■ TASK DETAILS
List every line below that contains the word "foliage", matching case exactly.

---+---

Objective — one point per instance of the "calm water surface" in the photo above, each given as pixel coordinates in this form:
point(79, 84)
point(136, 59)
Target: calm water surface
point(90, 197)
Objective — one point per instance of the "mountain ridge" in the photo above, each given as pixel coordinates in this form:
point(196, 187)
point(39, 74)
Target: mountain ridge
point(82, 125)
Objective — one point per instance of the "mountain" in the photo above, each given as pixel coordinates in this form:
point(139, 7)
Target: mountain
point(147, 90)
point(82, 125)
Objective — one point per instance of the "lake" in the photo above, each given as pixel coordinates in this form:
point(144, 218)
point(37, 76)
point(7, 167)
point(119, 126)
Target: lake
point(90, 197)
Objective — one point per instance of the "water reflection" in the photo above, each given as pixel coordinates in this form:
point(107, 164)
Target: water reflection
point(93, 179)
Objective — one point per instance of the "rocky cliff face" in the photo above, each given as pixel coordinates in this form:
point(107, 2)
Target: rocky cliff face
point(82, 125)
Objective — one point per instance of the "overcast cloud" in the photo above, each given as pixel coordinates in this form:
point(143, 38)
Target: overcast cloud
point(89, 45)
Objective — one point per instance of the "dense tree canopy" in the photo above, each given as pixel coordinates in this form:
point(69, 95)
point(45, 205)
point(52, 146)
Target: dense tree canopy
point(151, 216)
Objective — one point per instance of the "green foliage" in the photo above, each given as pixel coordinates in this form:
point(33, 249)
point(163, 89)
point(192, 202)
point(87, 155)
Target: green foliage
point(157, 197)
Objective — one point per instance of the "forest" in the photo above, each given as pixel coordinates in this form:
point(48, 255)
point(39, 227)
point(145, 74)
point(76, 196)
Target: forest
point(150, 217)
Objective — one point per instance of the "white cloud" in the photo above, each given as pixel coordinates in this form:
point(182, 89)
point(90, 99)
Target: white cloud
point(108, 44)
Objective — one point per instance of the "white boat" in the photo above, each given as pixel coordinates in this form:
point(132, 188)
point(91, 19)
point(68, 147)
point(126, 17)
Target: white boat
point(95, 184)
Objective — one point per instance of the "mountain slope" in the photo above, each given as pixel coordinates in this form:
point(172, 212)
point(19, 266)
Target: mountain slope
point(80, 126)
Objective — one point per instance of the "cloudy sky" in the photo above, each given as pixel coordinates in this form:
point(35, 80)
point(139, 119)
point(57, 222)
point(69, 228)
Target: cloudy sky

---+---

■ REPLY TO THE TASK
Objective — one point per instance of the "green foliage" in the photo above, each given as pixel coordinates in this form:
Target: green foliage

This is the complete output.